ACTION ITEM A: In the passage about 100 McAllister, how many residential units will the renovated building add?
ACTION ITEM B: Please retype the passage about 100 McAllister word for word, everything from "The Bay Area’s" down to "continue to lag.".

[[ SOURCE PASSAGE open ]]

On the heels of the grand opening of UC Law’s new 656-unit campus housing project at 198 McAllister, work has begun on the first of two phases to seismically upgrade and modernize 100 McAllister. Upon completion of both phases in 2027, the renovated and structurally strengthened 355,000 square foot building will add 80 residential units (one to six bedrooms each). The intention to is to provide a range of rent price point options in the building to accommodate students, faculty, and early career professionals, some of whom may share their unit with their partner or family. The lower podium floors of the building are slated to accommodate an academic institutional partner to UC Law and will include potential classroom, seminar, office, and meeting spaces. The building will also preserve and enhance historic gathering spaces including the street level lobby, two ballroom-type spaces, and the Sky Room Lounge on the 24th floor which has sweeping views of the entire city. At the lower level, the basketball court will be converted into a multi-use sports court which will be flanked by a series of spaces for gym equipment and wellness rooms of various sizes and uses. The most compelling historic space is the Great Hall, a former religious sanctuary, which is accessible by an exterior monumental stair through three archways at street level. This high-volume space is edged with a series of mezzanines and clerestory windows and could be used as an academic institutional partner space, performance space, and/or public assembly space.

The Academic Village is UC Law’s strategic concept for spurring interdisciplinary engagement among individuals and across institutions on a single urban campus. Student residents of the Academic Village have shared access to all amenities including the library, food services, study areas, and recreational spaces on a campus-wide basis.

The Bay Area’s housing crisis has intensified the need for affordable student housing, particularly considering increasing rent burdens and longer commutes. San Francisco’s limited housing supply and high costs place significant financial pressure on students.

San Francisco’s recovery from the COVID pandemic and its adverse social impacts has been uneven. Most of the City has regained pre-pandemic activity levels with commercial space performing well, supporting robust sidewalk-level activity. However, not all neighborhoods enjoy the same level of resurgence; the Civic Center, Tenderloin, and Mid-Market neighborhoods continue to lag.

100 McAllister Street is an Art Deco and Gothic Revival high-rise constructed in 1930 with a unique and storied history. Located at the crossroads of the Tenderloin, Civic Center, and Mid-Market neighborhoods, 100 McAllister is important to the development and character of San Francisco. Known as “The Tower,” it has been both witness and contributor to the patterns of history that make these three neighborhoods significant. See Timeline.

This historic building has good bones. For a building of this age, it is in great condition with little observed structural deterioration, a testament to UC Law’s deferred maintenance program. The existing structure of 100 McAllister is designed with stepped massing that defines a mid-rise podium, high-rise, and penthouse levels. The lower fourteen floors of the building are contained in an L shaped podium with the balance of the structure rising above the podium in the form of a slender tower. The primary structural system consists of reinforced concrete floors supported on concrete-encased riveted steel beams and columns. The existing seismic load resisting system for the building relies on historic steel wind-brace brackets at beam-column joints; thin, lightly reinforced concrete infill walls; and the non-structural unreinforced masonry (clay brick) infill making up the exterior facade.

[[ SOURCE PASSAGE closed ]]
[[ RECORDED DATA open ]]

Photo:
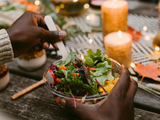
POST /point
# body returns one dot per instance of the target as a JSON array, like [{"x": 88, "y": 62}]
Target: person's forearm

[[ RECORDED DATA closed ]]

RESPONSE AREA A: 80 residential units

RESPONSE AREA B:
The Bay Area’s housing crisis has intensified the need for affordable student housing, particularly considering increasing rent burdens and longer commutes. San Francisco’s limited housing supply and high costs place significant financial pressure on students.

San Francisco’s recovery from the COVID pandemic and its adverse social impacts has been uneven. Most of the City has regained pre-pandemic activity levels with commercial space performing well, supporting robust sidewalk-level activity. However, not all neighborhoods enjoy the same level of resurgence; the Civic Center, Tenderloin, and Mid-Market neighborhoods continue to lag.